» EXCERPTED PASSAGE:
Belardo, who raced initially for Prince Faisal, was bought by Godolphin while he was still in training and is now at Kildangan Stud with his own first runners in action. But it is Ballylinch which is once again playing a part in the success of a young stallion, with Belardo's first group winner, Isabella Giles (Ire), having been bred at the stud from the G3 Laundry Cottage Stud Firth of Clyde S. winner Majestic Dubawi (GB) (Dubawi {Ire}). The 12-year-old mare was bought by Ballylinch Stud from Rabbah Bloodstock for €260,000 at Goffs in 2015.

Isabella Giles was also continuing a great season for the juveniles representing Clive Cox's stable. A week earlier, the trainer had sent out Cobh (Ire) to win the listed Stonehenge S. and become the first stakes winner for Belardo's fellow freshman sire Kodi Bear (Ire), who was also trained by Cox. This followed the G2 Richmond S. victory of Supremacy (Ire), who was in turn the first group winner for this year's leading first-season sire Mehmas (Ire).

» RECORDED DATA:
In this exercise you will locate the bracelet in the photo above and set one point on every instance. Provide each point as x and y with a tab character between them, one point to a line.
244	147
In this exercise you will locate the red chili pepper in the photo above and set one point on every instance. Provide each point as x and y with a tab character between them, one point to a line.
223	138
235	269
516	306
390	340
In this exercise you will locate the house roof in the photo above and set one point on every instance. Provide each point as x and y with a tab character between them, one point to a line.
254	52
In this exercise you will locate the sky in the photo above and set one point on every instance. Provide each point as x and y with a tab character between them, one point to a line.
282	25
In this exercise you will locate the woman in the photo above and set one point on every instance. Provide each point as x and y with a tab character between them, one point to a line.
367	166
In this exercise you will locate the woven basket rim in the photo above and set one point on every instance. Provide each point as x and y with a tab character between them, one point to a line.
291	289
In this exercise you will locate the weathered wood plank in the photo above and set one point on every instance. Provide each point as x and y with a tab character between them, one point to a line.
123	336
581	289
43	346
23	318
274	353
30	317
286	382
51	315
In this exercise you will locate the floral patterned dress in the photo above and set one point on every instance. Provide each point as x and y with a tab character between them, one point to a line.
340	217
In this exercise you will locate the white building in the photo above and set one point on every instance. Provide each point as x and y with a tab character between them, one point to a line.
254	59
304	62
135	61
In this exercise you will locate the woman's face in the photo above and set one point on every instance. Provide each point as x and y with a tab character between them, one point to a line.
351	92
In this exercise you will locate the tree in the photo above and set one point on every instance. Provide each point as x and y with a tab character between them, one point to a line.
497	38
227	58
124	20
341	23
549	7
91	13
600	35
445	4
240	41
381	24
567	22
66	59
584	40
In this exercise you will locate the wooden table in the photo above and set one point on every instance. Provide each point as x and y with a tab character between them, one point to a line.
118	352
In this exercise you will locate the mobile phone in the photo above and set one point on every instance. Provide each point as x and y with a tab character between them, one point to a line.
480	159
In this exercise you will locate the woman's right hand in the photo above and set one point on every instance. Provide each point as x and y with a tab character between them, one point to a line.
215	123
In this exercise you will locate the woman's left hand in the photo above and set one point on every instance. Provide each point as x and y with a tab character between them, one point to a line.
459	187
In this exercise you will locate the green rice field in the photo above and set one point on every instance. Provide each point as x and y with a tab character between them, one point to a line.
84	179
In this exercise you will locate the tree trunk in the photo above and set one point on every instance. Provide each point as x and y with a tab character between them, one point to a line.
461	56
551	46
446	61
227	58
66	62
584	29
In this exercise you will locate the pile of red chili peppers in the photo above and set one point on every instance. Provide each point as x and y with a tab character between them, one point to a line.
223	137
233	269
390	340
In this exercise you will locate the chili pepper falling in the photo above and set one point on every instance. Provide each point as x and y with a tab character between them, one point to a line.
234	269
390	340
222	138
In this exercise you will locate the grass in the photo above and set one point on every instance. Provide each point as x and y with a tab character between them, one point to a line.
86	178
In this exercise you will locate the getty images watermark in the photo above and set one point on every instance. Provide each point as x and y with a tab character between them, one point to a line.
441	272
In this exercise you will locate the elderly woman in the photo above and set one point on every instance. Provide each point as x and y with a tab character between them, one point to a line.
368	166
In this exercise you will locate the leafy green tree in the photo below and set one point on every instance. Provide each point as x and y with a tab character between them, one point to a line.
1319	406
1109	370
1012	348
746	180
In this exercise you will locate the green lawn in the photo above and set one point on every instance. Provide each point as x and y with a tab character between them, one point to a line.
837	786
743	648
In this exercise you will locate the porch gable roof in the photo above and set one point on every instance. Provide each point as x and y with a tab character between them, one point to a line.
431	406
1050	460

» PARTS OF THE EXERCISE:
A. From the passage about Belardo's stud career, set down the part that opens with the words containing "Belardo, who raced" and closes with "Goffs in 2015.".
B. In the passage about Belardo's stud career, how much did Ballylinch Stud pay for the mare Majestic Dubawi at Goffs in 2015?
C. Continue the passage about Belardo's stud career from its last sentence.

» SET OF ANSWERS:
A.
Belardo, who raced initially for Prince Faisal, was bought by Godolphin while he was still in training and is now at Kildangan Stud with his own first runners in action. But it is Ballylinch which is once again playing a part in the success of a young stallion, with Belardo's first group winner, Isabella Giles (Ire), having been bred at the stud from the G3 Laundry Cottage Stud Firth of Clyde S. winner Majestic Dubawi (GB) (Dubawi {Ire}). The 12-year-old mare was bought by Ballylinch Stud from Rabbah Bloodstock for €260,000 at Goffs in 2015.

B. €260,000

C.
Cox has also won this season's G2 Coventry S. with Nando Parrado (GB) (Kodiac {GB}), who was sent off at what now seems an extraordinary price of 150/1 and subsequently finished runner-up to Campanelle (Ire) (Kodiac {GB}) in the G1 Darley Prix Morny.

Important Test For Yearling Market
Today (Tuesday) sees the start of the European yearling sales season, a little over two weeks late, and in Doncaster rather than Deauville. A congested autumn calendar has become even more condensed than usual owing to the reshuffling necessary to facilitate the ever-changing coronavirus quarantine restrictions.

Despite great flexibility shown by sales houses and vendors, it remains impossible for buyers and/or agents to get to all the sales in the coming weeks even with most of the Irish sales having been moved to the UK. People returning to Britain following Arqana's postponed Select Sale (Aug. 9 to 11) are still required to undergo 14 days of isolation.

What has become evident following the latest round of horses-in-training action at Tattersalls last week is that buyers are increasingly willing to bid online—though it is certainly less unsatisfactory to do this for horses with racing form rather than young, untested yearlings. At the Tattersalls August Sale, 60% of all lots offered received bids via the internet bidding platform: 79 horses were sold this way, amounting to 1.6 million gns of the sale's total turnover of 8.43 million gns. The underbidders on a further 93 horses in the sale were also online rather than at the sale in person.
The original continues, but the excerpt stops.